TASK DIRECTIONS
Could you write out this listing again with every "drop one dot" replaced by "place a single point", leaving everything else unchanged and the pictures out?

EXERCISE INPUT
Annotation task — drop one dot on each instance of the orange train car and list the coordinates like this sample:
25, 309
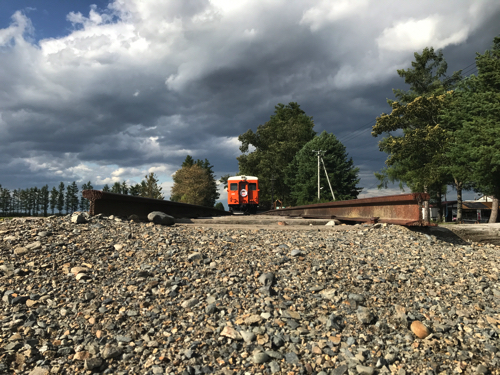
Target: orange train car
243, 194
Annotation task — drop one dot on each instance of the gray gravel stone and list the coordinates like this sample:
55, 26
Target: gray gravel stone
247, 295
162, 218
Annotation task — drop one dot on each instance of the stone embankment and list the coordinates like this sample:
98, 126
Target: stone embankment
105, 295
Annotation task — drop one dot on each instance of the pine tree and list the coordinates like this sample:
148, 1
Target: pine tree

FINAL RESULT
Annotation task — place a single point on each instance of the orange train car and list the coordinates like this sample:
25, 309
Target: orange train car
243, 194
Annotation task — place a single point on each instance of the gray gravel stone and list the coordinates like this sample:
55, 26
Target: gray gravel stone
247, 295
162, 218
Annotation task — place a single point on each instance of the stone embankment and list the coordinates like this sample:
98, 126
Target: stone embankment
105, 295
Annotation task — place a single point on each instance of the pine tree and list the coordinates like this sample:
148, 1
Target: pine tree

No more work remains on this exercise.